> **Exercise brief**
From the shell-scripting thread below, retype word for word the stretch from "On Thu, Jul" through "work for bash.".

*** Given text ***

On Thu, Jul 13, 2006 at 11:53:00PM -0600, Bob Proulx wrote:
> Stephane Chazelas wrote:
> > $0 will always contain the file path, unless the script was
> > started as:
> >
> > bash script.sh
> >
> > And there's no script.sh in the current directory (in which case
> > sh/bash will have looked up script.sh in $PATH).
>
> Of course using command as you have done will work for bash.
"command" is a POSIX command. So will work with every POSIX and
therefore every Unix conformant sh. Note that on some systems,
the Unix conformant sh is not in /bin, you may need to adapt the
she-bang line (note that the she-bang line is a non-standard Unix
feature).
> But I
> always feel better about using portable shell as much as possible.
> here is one way.
>
> pathfind() {
> OLDIFS="$IFS"
> IFS=:
> for p in $PATH; do
> if [ -x "$p/$*" ]; then
> IFS="$OLDIFS"
> echo "$p/$*"
> fi
> done
> IFS="$OLDIFS"
> }
On the contrary the code above has many problems:
1- If IFS was unset before, it becomes set to the empty string
after which has a different meaning.
2- word splitting when IFS contains non-blank characters varies
from one shell to the next, and in most implementations
(including bash and AT&T ksh, it differs from the way the shell
splits $PATH internally to look up a command ("/bin:" is "/bin"

*** Information shown ***

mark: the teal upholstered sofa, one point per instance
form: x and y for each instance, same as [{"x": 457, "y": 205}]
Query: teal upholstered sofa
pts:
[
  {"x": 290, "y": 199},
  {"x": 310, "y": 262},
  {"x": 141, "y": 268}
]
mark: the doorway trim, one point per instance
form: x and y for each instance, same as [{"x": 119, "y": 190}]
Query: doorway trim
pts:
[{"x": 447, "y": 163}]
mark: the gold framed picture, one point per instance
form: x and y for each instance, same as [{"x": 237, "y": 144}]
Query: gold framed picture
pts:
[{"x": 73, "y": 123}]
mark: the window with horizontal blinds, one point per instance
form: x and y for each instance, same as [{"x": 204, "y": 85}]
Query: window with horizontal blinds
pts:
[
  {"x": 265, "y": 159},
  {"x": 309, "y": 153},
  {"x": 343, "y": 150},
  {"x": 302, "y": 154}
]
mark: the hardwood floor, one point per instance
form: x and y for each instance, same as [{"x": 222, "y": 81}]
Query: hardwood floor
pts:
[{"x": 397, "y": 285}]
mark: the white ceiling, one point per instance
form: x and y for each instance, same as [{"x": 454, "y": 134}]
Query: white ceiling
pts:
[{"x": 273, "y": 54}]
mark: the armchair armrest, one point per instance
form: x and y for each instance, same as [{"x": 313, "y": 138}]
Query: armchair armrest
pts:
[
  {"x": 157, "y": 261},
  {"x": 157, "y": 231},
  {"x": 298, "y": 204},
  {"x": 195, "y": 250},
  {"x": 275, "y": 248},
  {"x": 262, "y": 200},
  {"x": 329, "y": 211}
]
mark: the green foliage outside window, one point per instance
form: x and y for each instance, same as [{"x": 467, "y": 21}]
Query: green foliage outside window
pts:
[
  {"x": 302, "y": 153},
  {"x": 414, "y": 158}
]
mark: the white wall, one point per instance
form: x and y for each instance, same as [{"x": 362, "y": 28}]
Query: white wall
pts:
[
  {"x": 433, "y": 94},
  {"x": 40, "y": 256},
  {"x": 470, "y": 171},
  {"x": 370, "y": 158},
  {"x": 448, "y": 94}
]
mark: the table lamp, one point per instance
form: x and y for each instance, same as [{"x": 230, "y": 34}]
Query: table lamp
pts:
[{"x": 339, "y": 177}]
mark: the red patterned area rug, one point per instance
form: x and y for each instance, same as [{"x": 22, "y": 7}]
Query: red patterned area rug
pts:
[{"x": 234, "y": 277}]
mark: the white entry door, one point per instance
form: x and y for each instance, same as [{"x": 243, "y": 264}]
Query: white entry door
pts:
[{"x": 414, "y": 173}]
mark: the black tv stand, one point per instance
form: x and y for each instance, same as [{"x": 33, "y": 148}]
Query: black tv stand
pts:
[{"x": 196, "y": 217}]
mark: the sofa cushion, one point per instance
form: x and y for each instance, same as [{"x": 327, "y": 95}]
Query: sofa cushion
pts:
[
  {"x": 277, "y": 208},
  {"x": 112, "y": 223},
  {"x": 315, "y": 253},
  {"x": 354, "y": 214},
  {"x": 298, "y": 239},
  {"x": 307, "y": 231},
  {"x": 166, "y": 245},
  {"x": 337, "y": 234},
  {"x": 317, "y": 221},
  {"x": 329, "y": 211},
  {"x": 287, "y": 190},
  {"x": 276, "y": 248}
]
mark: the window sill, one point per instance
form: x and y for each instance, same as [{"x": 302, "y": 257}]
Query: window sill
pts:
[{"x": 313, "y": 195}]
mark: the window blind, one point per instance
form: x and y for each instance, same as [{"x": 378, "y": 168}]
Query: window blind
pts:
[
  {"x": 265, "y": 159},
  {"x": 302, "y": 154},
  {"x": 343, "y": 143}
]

***

> **Task solution**
On Thu, Jul 13, 2006 at 11:53:00PM -0600, Bob Proulx wrote:
> Stephane Chazelas wrote:
> > $0 will always contain the file path, unless the script was
> > started as:
> >
> > bash script.sh
> >
> > And there's no script.sh in the current directory (in which case
> > sh/bash will have looked up script.sh in $PATH).
>
> Of course using command as you have done will work for bash.